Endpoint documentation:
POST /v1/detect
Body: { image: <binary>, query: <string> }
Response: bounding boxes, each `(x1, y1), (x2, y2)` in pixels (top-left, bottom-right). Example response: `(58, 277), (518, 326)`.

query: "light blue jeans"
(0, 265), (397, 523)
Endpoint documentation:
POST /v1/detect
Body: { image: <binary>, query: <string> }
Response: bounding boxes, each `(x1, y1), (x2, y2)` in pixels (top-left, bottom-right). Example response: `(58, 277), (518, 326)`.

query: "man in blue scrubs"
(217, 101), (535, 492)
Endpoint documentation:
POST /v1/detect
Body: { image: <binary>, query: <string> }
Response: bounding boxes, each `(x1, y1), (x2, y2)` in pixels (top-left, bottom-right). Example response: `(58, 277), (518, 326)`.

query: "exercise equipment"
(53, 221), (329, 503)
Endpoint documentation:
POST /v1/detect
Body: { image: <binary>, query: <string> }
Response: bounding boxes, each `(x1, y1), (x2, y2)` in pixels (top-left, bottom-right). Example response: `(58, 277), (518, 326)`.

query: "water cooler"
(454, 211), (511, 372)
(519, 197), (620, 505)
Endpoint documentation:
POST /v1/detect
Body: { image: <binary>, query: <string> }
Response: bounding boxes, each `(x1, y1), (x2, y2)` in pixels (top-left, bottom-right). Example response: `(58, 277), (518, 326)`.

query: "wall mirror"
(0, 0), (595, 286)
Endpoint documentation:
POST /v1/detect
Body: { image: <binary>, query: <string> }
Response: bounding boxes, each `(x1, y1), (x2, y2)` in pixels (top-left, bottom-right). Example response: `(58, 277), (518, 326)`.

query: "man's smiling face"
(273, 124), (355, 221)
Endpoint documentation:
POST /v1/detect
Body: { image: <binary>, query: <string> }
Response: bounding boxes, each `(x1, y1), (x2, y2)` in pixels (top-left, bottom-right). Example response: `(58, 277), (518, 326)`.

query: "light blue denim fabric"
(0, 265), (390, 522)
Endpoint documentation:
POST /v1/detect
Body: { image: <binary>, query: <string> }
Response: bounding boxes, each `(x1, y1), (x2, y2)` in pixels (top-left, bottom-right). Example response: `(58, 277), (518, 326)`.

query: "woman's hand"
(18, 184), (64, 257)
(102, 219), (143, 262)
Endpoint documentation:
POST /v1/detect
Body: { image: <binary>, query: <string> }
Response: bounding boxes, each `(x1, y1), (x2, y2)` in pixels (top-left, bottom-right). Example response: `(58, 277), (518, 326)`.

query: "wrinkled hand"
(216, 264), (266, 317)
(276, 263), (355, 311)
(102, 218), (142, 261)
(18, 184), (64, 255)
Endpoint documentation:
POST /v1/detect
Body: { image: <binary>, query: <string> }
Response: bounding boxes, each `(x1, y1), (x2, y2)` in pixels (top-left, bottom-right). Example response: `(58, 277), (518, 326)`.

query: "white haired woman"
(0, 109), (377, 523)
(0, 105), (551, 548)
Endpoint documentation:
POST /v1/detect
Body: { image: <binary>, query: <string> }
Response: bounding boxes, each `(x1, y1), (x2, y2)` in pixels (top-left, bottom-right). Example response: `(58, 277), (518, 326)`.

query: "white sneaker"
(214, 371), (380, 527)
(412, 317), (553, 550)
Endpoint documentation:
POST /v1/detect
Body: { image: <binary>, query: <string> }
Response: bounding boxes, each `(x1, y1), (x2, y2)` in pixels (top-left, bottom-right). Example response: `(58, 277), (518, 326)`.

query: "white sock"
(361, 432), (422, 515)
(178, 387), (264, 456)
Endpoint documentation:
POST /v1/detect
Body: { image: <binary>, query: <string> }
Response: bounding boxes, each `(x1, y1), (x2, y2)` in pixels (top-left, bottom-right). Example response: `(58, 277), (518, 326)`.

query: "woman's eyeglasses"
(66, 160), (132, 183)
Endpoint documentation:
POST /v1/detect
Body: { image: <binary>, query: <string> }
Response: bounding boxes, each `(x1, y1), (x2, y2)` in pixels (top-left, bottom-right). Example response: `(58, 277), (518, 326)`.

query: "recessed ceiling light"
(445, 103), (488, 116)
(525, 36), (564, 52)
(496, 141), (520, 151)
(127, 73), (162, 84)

- _EXERCISE BRIEF_
Update the material above by changing every occurrence of "bounding boxes" to "bounding rectangles", leaving all other text unaltered.

- _REPLY_
Endpoint documentation:
POST /v1/detect
Body: { image: <binary>, query: <string> }
Response: bounding rectangles, each `(x1, y1), (x2, y2)` in pixels (top-left, bottom-right). Example response: `(58, 277), (518, 326)`.

query: "light blue jeans"
(0, 265), (397, 523)
Endpoint documentation:
POST /v1/detect
Body: { image: <binary>, query: <string> }
Response: bounding rectangles, each `(x1, y1), (x2, y2)` in pixels (top-left, bottom-right). Example response: `(58, 277), (518, 326)`.

query: "man in blue scrubs"
(217, 101), (535, 492)
Endpoint documentation:
POST /v1/detect
Body: { image: <binary>, query: <string> }
Response: bounding rectangles, each `(x1, y1), (x2, y2)` in pixels (top-left, bottom-right). Example response: `(58, 277), (518, 326)`.

query: "exercise equipment"
(53, 221), (329, 503)
Endpoint documentation:
POST /v1/detect
Body: { image: <binary>, query: <string> }
Response: bounding rectangles, each `(x1, y1), (x2, y2)` in pixels (top-left, bottom-right). Example response: `(58, 277), (518, 326)`.

query: "water cooler"
(454, 211), (511, 372)
(519, 197), (620, 505)
Endpoint documentation:
POST /v1/detect
Body: { image: <binary>, query: <string> }
Response: bounding rectangles, each `(x1, y1), (x2, y2)` in pixels (top-left, bottom-right). Example response: `(58, 277), (518, 326)`.

query: "wall mirror"
(0, 0), (595, 286)
Endpoint documentation:
POST /v1/detect
Body: { image: <binary>, query: <string> }
Response: bounding rectangles, each `(x1, y1), (x2, y2)` in pixels (top-left, bottom-right). Example response: `(58, 277), (518, 326)`.

query: "man's smiling face"
(273, 124), (355, 221)
Endpoint documentation:
POST /v1/detect
Body: { image: <binary>, query: <string> }
Response: bounding rectangles, each `(x1, y1), (x2, y2)` in pixels (top-left, bottom-right). Example response: `(58, 277), (518, 326)`.

query: "light blue denim fabric"
(0, 265), (390, 522)
Endpoint documentation:
POST /v1/detect
Body: { image: <binary>, query: <string> }
Response: bounding rectangles, each `(x1, y1), (x2, y2)` in pixels (top-left, bottom-right). Example response: `(58, 277), (518, 326)`.

query: "woman's hand"
(18, 184), (64, 257)
(102, 219), (143, 262)
Endpoint documentation:
POST /v1/detect
Body: { image: <binary>, query: <string> }
Response: bounding rectangles, each `(x1, y1), (x2, y2)` in pixels (top-left, bottom-right). Example response: `(58, 277), (518, 326)`.

query: "wrinkled hand"
(216, 264), (266, 317)
(276, 263), (355, 311)
(102, 218), (142, 261)
(18, 184), (64, 255)
Endpoint documentation:
POST /v1/detect
Body: { image: <binary>, query: <string> }
Response: bounding rectangles, each `(x1, y1), (x2, y2)` in pixels (top-left, bottom-right). Example response: `(58, 277), (518, 326)`.

query: "white haired woman"
(0, 109), (377, 523)
(0, 105), (551, 548)
Endpoint documentation:
POST /v1/detect
Body: { image: <binary>, query: <string> }
Response: bounding rectangles, each `(x1, y1), (x2, y2)` in pixels (top-left, bottom-right). Example response: `(58, 277), (518, 326)`.

query: "white sneaker"
(214, 371), (380, 527)
(412, 317), (553, 550)
Endpoint documentation:
POST /v1/detect
Body: { image: <binary>, query: <string> }
Response: bounding rectangles, each `(x1, y1), (x2, y2)` in pixels (top-left, bottom-right). Example response: `(58, 277), (518, 326)`.

query: "white sock"
(361, 432), (422, 515)
(178, 387), (264, 456)
Endpoint documentation:
POST /v1/detect
Body: { image: <binary>, query: <string> }
Response: bounding rectangles, each `(x1, y1), (x2, y2)` in pixels (top-left, bottom-right). Example response: `(58, 277), (518, 326)`.

query: "woman's eyeglasses"
(66, 160), (132, 183)
Endpoint documentation:
POST /v1/detect
Body: { image: <binary>, query: <string> }
Response: bounding rectangles, each `(x1, y1), (x2, y2)` in pixels (top-left, bottom-right). Example response: `(58, 277), (518, 326)`.

query: "recessed ceiling light"
(445, 103), (488, 116)
(525, 36), (564, 52)
(496, 141), (520, 151)
(127, 73), (162, 84)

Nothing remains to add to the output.